Referring expression pointing data
§ §
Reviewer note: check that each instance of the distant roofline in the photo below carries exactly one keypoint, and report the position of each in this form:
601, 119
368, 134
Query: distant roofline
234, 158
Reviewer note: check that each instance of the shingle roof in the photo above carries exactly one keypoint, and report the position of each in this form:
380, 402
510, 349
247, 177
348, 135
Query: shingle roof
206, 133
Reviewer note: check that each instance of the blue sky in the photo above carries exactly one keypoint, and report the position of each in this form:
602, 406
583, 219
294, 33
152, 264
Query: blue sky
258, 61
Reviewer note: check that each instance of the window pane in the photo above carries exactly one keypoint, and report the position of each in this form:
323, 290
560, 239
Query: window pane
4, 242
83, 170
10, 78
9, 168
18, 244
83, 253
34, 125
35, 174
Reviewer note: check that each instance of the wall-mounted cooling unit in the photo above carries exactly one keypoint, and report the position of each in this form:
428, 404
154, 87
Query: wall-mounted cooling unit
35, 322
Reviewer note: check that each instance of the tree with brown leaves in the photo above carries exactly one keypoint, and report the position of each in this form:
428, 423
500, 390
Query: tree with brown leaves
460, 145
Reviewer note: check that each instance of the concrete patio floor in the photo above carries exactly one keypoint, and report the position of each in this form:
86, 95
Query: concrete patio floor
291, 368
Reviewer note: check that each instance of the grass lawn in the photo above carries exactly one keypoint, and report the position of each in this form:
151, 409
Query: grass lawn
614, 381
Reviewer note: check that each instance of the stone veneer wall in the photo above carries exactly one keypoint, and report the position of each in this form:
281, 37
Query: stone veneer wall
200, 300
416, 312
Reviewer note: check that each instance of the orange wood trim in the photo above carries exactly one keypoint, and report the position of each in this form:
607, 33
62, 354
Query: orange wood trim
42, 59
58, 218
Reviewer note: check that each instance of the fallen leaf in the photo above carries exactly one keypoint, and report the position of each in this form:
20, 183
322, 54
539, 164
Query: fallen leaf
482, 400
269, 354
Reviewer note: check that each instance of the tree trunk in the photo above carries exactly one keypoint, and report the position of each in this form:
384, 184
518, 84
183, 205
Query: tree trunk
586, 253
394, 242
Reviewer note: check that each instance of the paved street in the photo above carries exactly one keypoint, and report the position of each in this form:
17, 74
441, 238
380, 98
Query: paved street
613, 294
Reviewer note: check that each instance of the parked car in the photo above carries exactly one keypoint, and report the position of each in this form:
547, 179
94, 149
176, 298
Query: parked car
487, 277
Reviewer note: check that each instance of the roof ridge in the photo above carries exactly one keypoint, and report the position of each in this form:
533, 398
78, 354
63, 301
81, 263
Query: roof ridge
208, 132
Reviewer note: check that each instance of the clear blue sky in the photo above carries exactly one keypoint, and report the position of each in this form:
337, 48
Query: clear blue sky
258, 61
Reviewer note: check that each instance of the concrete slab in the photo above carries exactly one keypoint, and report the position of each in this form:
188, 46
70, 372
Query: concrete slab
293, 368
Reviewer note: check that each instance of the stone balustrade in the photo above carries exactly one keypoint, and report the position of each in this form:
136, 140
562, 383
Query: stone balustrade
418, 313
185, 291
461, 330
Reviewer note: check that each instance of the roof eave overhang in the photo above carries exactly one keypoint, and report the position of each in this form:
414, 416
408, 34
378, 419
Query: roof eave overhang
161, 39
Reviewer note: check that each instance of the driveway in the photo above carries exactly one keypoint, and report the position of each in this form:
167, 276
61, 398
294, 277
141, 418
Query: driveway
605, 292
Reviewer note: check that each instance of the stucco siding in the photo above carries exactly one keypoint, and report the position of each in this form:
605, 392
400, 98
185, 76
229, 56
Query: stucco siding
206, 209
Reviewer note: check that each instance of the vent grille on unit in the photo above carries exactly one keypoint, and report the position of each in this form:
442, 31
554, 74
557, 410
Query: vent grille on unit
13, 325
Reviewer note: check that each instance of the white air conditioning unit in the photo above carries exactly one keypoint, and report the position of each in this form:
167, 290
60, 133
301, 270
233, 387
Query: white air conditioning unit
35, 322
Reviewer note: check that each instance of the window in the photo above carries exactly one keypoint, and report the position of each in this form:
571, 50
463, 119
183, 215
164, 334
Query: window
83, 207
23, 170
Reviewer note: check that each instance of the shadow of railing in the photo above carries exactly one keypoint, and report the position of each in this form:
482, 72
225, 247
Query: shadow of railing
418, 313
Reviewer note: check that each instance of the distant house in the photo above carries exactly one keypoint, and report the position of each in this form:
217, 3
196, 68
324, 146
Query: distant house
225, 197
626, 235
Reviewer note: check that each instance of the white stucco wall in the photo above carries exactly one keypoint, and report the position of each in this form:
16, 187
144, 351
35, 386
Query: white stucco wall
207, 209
§ §
_Task to complete:_
Print the records once more, exactly as they were given.

_Solution for this exercise:_
Reviewer note: check that each instance of the distant roofline in the photo below carries exactly one keypoint, and report the position of each in this form:
601, 119
368, 134
Query: distant roofline
234, 158
Reviewer note: check that each instance of the shingle roof in the photo above carries exactly one keypoint, and report the position of each in this form:
380, 402
510, 349
247, 177
348, 135
Query: shingle roof
206, 133
Reviewer note: check that each instance of the blue sky in the photo above carries exactly one keypoint, and report the position of each in this form:
602, 406
583, 219
294, 33
152, 264
Query: blue sky
258, 61
Reviewer note: check that each instance of the window pane in the photo above carries exactly one keypoint, and report the position of each in this form:
323, 290
560, 239
Query: window pane
4, 242
83, 170
10, 78
9, 168
18, 244
83, 253
34, 125
35, 174
Reviewer note: check that each instance of the wall-mounted cooling unit in the photo above carries exactly one keypoint, and report the position of each in this form:
428, 404
154, 87
Query: wall-mounted cooling unit
35, 322
Reviewer note: check that each instance of the tree with brown leaves in the photo above carries exactly one keypoint, and report the position of each in this form:
428, 423
500, 390
Query: tree with brown leaves
460, 145
Reviewer note: check that each instance of the concrete patio floor in the photo above carries exactly one keypoint, and report the position of each in this form:
86, 95
Query: concrete patio floor
291, 368
Reviewer note: check that each instance of the grass lawn in the photo above carries exactly one keypoint, and report the position of each in this form:
151, 409
Query: grass lawn
614, 381
Reviewer note: check that each instance of the stone veneer wall in the photo above carries exactly one keypoint, and report the position of each in this form:
281, 37
Query: stone veneer wall
200, 300
416, 312
Reviewer note: check that each instance of the orange wood trim in the photo above carries exactly one keypoint, and report the position of each in this form:
607, 33
62, 354
Query: orange wood trim
42, 59
58, 218
Reviewer note: check that each instance of the fallen leaf in the photo above carries exactly one keypoint, and report the position of each in this form:
20, 183
322, 54
539, 164
Query: fallen leaf
482, 400
269, 354
Reviewer note: check that each instance of the tree trunk in the photo above carries exactly one keypoint, and report the position of each in this form:
384, 184
518, 84
183, 205
Query: tree trunk
586, 253
394, 242
Reviewer note: check that each instance of the paved street in the photo above carries exactly one keypoint, and report the position of each in this form:
17, 74
441, 238
380, 98
Query: paved street
613, 294
Reviewer note: check that each instance of the parked car in the photo above carries exactly one keypoint, and report the position of each in this form:
547, 179
94, 149
176, 298
Query: parked car
487, 277
Reviewer note: check that each instance of the roof ridge in the photo above carries exactly one keypoint, and report the position of each in this form:
533, 398
78, 354
63, 301
81, 263
Query: roof ridge
208, 132
Reviewer note: check that each instance of the clear blue sky in the photo above carries exactly one keypoint, and report the position of each in this form:
337, 48
Query: clear blue sky
258, 61
Reviewer note: check that each instance of the concrete slab in the photo above carries exactly one keypoint, and report the position of each in this form:
188, 46
70, 372
Query: concrete slab
293, 368
Reviewer note: check that each instance of the stone balustrade in the photo above carries exactly one keypoint, and report the position of each in this form:
136, 140
562, 383
Query: stone balustrade
418, 313
185, 291
461, 330
Reviewer note: check that each instance of the roof eave overhang in the photo above carries exactly one keypoint, and report the position of each in this form:
414, 416
408, 34
378, 419
Query: roof eave overhang
161, 39
Reviewer note: check that each instance of the driveway in the photo above carries exactly one keypoint, and report the position of each in this form:
167, 276
61, 398
294, 277
141, 418
Query: driveway
605, 292
Reviewer note: check that each instance of the stucco siding in the photo above carries exactly one keypoint, and report the position of each in this form:
605, 392
400, 98
185, 76
229, 56
Query: stucco siding
206, 209
Reviewer note: check that each instance of the vent grille on unit in the photo above carries exactly one keypoint, and report the position of each in this form:
442, 31
554, 74
557, 410
Query: vent grille on unit
13, 325
Reviewer note: check that each instance of the white air conditioning unit in the photo above carries exactly one keypoint, and report the position of each in this form:
167, 290
60, 133
301, 270
233, 387
Query: white air conditioning unit
35, 322
Reviewer note: check that each instance of the window in the photo above carries exactly one keypoint, and report the position of each in this form:
571, 50
463, 119
183, 215
164, 334
Query: window
83, 207
23, 170
Reviewer note: check that each instance of the shadow of railing in the photo above carries exactly one keypoint, and report the position of each in this form:
482, 72
225, 247
Query: shadow of railing
418, 313
Reviewer note: check that each instance of the distant house in the photo above carries exactly one keypoint, and report the position of each in this form:
217, 3
196, 68
324, 146
Query: distant house
225, 197
626, 235
Reviewer note: check that each instance of the white stucco wall in the photo above carries exactly one keypoint, and report the position of each in this form:
16, 187
144, 351
35, 386
Query: white stucco wall
207, 209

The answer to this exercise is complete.